- [Description of the task]:
Only the lines of the data below from the one with "Target: tan turnout gear trousers" through the one with "Target: fire helmet" are wanted. Repeat them exactly.

- [Input records]:
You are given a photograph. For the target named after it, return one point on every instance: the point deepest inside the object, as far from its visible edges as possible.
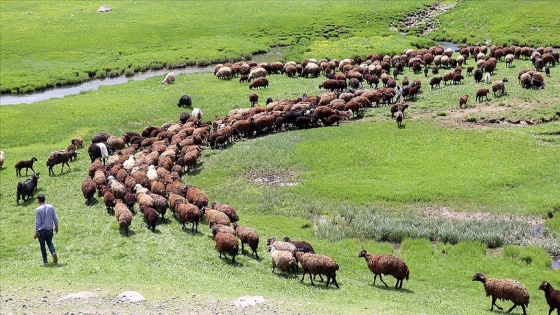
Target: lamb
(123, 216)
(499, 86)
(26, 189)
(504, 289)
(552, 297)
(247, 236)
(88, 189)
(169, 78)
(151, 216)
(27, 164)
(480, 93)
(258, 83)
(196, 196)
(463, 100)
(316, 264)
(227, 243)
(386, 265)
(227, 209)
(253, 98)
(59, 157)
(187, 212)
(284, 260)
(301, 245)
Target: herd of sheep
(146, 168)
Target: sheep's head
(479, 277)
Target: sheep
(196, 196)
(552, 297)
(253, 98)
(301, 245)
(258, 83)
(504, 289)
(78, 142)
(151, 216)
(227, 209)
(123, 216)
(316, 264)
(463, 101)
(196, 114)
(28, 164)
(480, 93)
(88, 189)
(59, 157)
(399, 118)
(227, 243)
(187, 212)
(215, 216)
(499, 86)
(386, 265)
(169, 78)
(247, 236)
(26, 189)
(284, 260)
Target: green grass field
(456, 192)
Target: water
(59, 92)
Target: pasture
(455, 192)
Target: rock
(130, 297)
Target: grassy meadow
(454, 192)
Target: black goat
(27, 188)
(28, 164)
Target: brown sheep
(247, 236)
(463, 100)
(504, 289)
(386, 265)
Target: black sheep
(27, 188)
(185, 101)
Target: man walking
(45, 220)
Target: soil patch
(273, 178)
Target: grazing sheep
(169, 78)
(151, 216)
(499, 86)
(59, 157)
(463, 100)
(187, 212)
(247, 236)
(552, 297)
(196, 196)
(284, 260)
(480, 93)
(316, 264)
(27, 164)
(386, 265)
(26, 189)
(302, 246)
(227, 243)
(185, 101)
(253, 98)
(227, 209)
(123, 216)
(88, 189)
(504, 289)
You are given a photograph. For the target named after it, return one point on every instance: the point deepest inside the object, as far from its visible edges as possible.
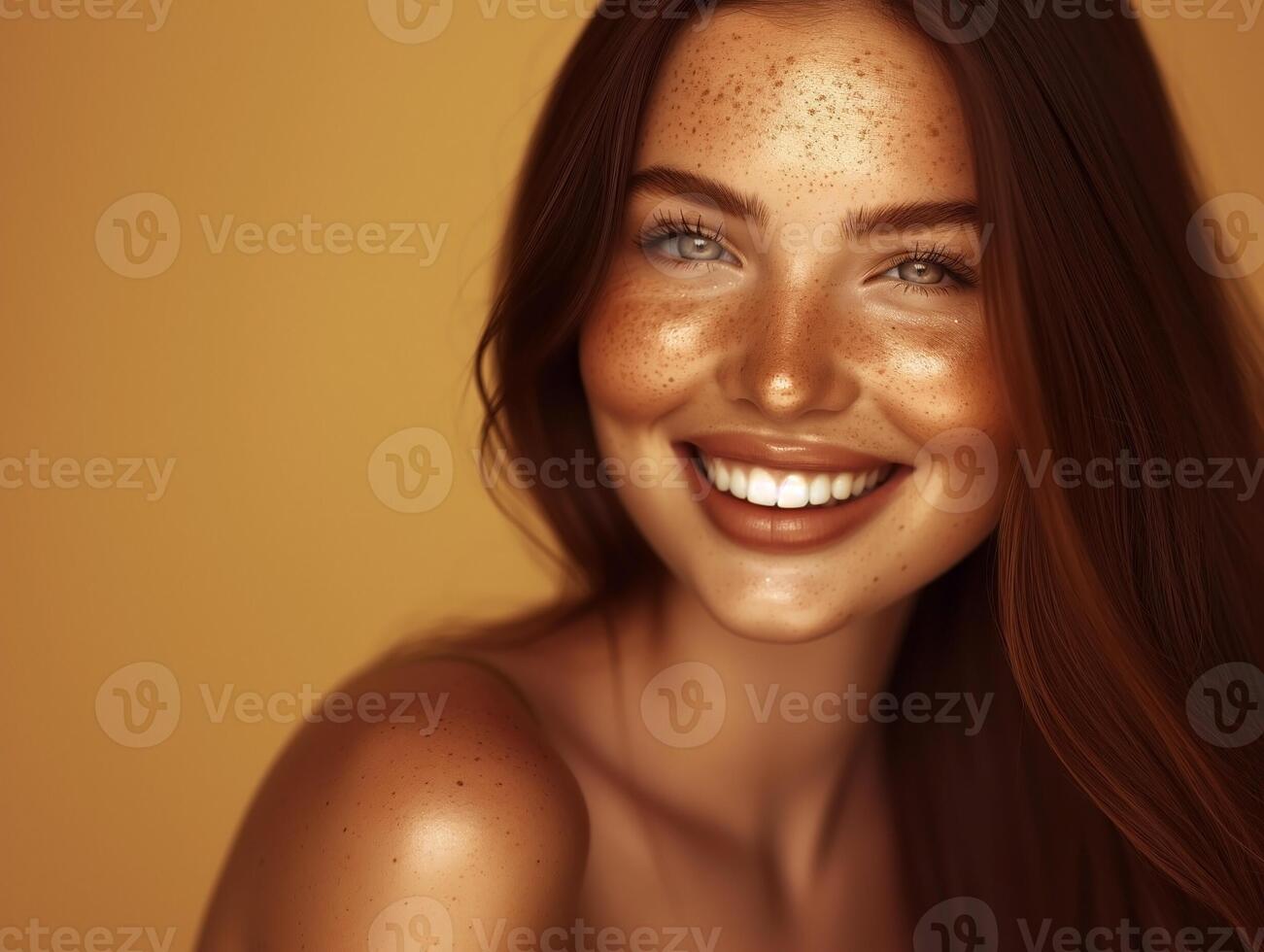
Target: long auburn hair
--
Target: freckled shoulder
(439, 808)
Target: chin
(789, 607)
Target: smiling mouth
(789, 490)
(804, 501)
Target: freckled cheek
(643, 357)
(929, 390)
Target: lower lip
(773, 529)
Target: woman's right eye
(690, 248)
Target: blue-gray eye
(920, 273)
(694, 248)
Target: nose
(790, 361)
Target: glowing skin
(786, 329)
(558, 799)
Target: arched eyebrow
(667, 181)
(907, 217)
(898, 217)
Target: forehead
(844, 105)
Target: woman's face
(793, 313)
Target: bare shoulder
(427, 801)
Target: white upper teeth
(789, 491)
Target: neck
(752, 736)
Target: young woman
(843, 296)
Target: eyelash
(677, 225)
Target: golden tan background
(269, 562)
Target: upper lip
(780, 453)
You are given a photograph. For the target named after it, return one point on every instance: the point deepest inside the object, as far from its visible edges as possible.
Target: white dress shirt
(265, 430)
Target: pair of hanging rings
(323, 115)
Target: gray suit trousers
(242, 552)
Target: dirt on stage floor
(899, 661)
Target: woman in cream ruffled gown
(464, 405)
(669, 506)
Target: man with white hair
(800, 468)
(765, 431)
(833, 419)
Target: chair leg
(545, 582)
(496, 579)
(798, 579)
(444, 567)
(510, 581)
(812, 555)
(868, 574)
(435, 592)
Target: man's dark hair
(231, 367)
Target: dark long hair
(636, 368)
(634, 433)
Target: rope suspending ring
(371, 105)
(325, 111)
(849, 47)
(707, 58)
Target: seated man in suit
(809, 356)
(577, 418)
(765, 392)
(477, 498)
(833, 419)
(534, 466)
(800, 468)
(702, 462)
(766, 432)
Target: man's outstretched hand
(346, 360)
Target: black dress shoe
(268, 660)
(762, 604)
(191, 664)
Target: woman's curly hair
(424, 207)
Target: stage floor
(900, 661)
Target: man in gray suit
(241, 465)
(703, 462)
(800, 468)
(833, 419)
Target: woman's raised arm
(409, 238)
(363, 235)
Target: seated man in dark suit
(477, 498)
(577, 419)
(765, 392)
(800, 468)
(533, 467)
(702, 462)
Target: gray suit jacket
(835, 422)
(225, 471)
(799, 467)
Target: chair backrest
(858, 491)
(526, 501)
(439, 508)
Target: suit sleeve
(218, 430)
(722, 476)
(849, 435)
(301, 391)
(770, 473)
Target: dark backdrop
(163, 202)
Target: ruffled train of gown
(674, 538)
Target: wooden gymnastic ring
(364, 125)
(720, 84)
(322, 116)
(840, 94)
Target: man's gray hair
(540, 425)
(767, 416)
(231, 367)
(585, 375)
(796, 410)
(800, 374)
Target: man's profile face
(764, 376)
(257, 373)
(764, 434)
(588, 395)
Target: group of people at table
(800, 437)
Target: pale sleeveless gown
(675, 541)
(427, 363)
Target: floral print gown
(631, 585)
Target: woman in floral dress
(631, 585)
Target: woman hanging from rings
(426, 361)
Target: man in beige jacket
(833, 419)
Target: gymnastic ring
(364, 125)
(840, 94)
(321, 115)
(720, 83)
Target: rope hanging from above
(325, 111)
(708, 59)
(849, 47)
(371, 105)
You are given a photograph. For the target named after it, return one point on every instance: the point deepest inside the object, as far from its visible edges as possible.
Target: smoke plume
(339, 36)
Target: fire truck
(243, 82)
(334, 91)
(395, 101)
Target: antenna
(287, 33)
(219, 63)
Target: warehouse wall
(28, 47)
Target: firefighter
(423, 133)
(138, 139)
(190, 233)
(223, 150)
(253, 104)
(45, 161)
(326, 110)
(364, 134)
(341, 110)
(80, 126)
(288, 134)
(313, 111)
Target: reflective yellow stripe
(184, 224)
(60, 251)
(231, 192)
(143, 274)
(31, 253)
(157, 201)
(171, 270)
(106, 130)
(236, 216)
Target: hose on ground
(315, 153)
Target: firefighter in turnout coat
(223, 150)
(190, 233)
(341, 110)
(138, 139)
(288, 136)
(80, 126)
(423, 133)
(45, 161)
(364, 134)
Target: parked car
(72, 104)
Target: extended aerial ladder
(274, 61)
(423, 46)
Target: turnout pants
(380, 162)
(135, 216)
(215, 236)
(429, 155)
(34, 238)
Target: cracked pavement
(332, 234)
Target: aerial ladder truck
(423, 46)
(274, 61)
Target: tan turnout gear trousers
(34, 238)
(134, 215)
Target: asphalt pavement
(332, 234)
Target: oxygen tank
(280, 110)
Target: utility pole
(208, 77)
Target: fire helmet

- [Solution to this task]:
Target: tan turnout gear trousers
(34, 238)
(134, 215)
Target: asphalt pavement
(332, 234)
Target: oxygen tank
(280, 110)
Target: utility pole
(208, 77)
Target: fire helmet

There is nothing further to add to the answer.